Dettagli del compito -> Scrivi il seguito del testo su Bouvard e Pécuchet, partendo dopo la sua ultima frase.

Quante volte si dice «braccia rubate all'agricoltura», col cavolo: Bouvard e Pécuchet sono proprio due signori, di mestiere copisti, che in seguito a un'eredità improvvisa si trasferiscono in campagna con l'idea di dedicarsi proprio all'agricoltura, con esiti disastrosi e comici. Non meglio va con la chimica, la geologia, la medicina, la letteratura, e ogni campo dello scibile umano. E proprio da questi fallimenti viene costruita, pagina dopo pagina, la geniale macchina da guerra di Flaubert di critica della cultura, a partire da due dilettanti allo sbaraglio che avrebbero potuto interpretare, in versione italiana, due come Totò e Peppino.

Voci del dataset:
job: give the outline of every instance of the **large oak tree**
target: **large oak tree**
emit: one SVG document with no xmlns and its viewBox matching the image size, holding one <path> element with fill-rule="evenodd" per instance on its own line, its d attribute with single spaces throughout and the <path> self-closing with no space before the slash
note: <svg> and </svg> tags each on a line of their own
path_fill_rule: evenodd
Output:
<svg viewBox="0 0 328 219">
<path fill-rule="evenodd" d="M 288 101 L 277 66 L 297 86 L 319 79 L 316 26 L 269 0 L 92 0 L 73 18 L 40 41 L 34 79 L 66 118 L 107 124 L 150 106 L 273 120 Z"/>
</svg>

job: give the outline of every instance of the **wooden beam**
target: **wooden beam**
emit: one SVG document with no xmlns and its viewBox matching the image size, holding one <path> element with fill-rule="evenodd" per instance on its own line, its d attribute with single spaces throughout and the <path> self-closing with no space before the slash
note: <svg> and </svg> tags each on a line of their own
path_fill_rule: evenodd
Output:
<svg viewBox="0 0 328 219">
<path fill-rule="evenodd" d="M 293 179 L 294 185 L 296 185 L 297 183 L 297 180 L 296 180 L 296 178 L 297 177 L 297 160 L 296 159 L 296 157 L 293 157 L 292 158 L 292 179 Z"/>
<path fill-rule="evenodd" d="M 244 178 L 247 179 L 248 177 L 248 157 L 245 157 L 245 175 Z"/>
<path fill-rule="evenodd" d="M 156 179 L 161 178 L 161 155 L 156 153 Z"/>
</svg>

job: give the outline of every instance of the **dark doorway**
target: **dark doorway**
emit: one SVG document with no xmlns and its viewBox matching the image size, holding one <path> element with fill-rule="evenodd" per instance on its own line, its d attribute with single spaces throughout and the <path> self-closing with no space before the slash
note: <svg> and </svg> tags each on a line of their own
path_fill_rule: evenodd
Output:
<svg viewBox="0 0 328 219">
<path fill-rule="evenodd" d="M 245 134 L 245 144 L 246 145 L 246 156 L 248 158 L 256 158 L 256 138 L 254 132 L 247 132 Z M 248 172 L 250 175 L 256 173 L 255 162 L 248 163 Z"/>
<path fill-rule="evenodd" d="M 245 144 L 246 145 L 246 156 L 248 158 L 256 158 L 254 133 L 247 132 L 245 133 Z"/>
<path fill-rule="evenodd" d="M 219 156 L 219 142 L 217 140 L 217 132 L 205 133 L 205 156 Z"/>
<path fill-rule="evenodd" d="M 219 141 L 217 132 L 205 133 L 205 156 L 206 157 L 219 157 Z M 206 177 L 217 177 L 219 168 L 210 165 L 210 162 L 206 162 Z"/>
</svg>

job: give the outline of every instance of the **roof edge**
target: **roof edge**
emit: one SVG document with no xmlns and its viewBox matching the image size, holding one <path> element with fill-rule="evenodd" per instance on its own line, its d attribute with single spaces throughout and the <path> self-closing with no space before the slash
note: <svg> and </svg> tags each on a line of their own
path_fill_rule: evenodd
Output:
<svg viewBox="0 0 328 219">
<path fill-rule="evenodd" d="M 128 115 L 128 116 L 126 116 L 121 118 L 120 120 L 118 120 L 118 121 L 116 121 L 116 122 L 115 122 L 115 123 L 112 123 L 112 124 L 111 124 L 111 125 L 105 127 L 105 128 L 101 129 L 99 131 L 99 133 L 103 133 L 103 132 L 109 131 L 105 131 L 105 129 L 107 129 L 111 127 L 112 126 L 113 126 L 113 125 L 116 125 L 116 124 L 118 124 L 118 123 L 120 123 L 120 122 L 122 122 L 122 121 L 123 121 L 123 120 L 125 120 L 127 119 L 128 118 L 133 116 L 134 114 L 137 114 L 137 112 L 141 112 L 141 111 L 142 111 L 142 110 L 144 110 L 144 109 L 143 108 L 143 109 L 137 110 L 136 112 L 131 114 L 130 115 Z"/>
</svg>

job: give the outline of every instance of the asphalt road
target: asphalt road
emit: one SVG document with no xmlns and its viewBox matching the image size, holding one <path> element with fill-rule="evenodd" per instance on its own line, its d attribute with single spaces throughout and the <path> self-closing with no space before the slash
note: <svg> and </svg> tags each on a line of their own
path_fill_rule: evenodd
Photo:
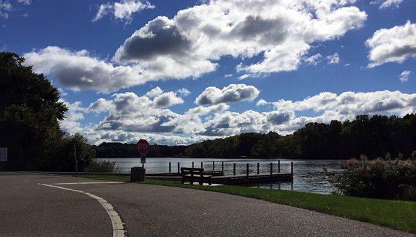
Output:
<svg viewBox="0 0 416 237">
<path fill-rule="evenodd" d="M 0 173 L 0 236 L 111 236 L 108 204 L 128 236 L 413 236 L 224 193 L 129 183 L 62 184 L 91 182 L 103 181 Z"/>
</svg>

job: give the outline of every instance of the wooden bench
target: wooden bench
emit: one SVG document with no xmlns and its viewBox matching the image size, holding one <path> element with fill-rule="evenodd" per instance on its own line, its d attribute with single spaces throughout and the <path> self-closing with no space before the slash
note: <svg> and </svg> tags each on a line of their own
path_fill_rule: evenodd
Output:
<svg viewBox="0 0 416 237">
<path fill-rule="evenodd" d="M 182 184 L 186 180 L 189 180 L 191 184 L 193 184 L 193 182 L 198 180 L 200 185 L 202 185 L 204 182 L 211 185 L 212 176 L 205 175 L 203 168 L 180 168 L 180 173 Z"/>
</svg>

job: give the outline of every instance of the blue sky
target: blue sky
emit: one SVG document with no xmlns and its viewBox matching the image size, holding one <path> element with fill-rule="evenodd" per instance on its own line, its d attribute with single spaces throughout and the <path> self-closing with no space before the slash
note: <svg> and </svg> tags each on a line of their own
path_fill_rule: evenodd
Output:
<svg viewBox="0 0 416 237">
<path fill-rule="evenodd" d="M 413 0 L 0 0 L 0 48 L 62 90 L 69 133 L 189 144 L 415 113 L 415 12 Z"/>
</svg>

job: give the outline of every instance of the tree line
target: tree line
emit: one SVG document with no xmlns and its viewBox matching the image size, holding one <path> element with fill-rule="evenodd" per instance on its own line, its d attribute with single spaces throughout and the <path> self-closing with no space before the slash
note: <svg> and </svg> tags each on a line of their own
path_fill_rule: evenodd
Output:
<svg viewBox="0 0 416 237">
<path fill-rule="evenodd" d="M 112 170 L 112 164 L 96 160 L 85 138 L 60 129 L 58 121 L 67 108 L 59 91 L 24 61 L 15 53 L 0 52 L 0 147 L 8 148 L 8 160 L 0 164 L 20 171 L 74 171 L 77 166 L 94 171 L 102 164 Z"/>
<path fill-rule="evenodd" d="M 185 155 L 202 158 L 347 159 L 410 157 L 416 150 L 416 115 L 358 115 L 344 122 L 312 122 L 285 136 L 243 133 L 192 144 Z"/>
<path fill-rule="evenodd" d="M 103 143 L 94 148 L 98 158 L 139 156 L 134 144 Z M 249 133 L 190 146 L 156 144 L 148 157 L 347 159 L 361 154 L 370 158 L 388 153 L 392 158 L 410 157 L 415 150 L 416 115 L 363 115 L 344 122 L 309 123 L 284 136 L 275 132 Z"/>
</svg>

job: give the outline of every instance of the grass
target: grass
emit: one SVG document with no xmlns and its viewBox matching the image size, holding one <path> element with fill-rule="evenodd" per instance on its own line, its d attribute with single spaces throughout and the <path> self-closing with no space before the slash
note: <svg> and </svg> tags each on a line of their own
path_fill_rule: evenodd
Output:
<svg viewBox="0 0 416 237">
<path fill-rule="evenodd" d="M 85 178 L 129 182 L 129 176 L 83 175 Z M 146 178 L 149 184 L 216 191 L 261 199 L 318 212 L 364 221 L 405 231 L 416 233 L 416 202 L 322 195 L 304 192 L 254 189 L 242 186 L 200 186 L 182 184 L 179 181 Z"/>
</svg>

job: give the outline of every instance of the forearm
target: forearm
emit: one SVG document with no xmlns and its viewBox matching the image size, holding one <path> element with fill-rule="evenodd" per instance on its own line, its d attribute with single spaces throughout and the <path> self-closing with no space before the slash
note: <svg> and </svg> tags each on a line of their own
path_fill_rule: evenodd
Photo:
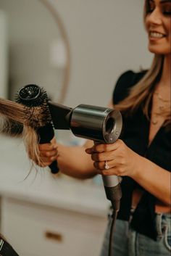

Spazio risposta ->
Ultima opera di feroce vendetta, con esplicita dichiarazione dello stesso Flaubert: «Finalmente potrò esprimere il mio modo di pensare, vomitare il mio odio, esalare il mio risentimento, espettorare il mio fiele, eiaculare la mia collera, detergere la mia indignazione». Indignazione trasformata letterariamente in un capolavoro e in un'arma a doppio taglio, perché nell'impresa dei due protagonisti (assorbire e discutere ogni argomento, filosofico, scientifico, letterario) la verità è mescolata al luogo comune in maniera indistinguibile. Con un lavoro di documentazione spaventoso, Flaubert volle arrivare a comporre «una specie di enciclopedia della stupidità umana», e per sei anni, prima di iniziare la stesura (cominciata nel 1874 e lasciata incompiuta all'ultimo capitolo nel 1877 per la morte dell'autore), consultò oltre millecinquecento testi.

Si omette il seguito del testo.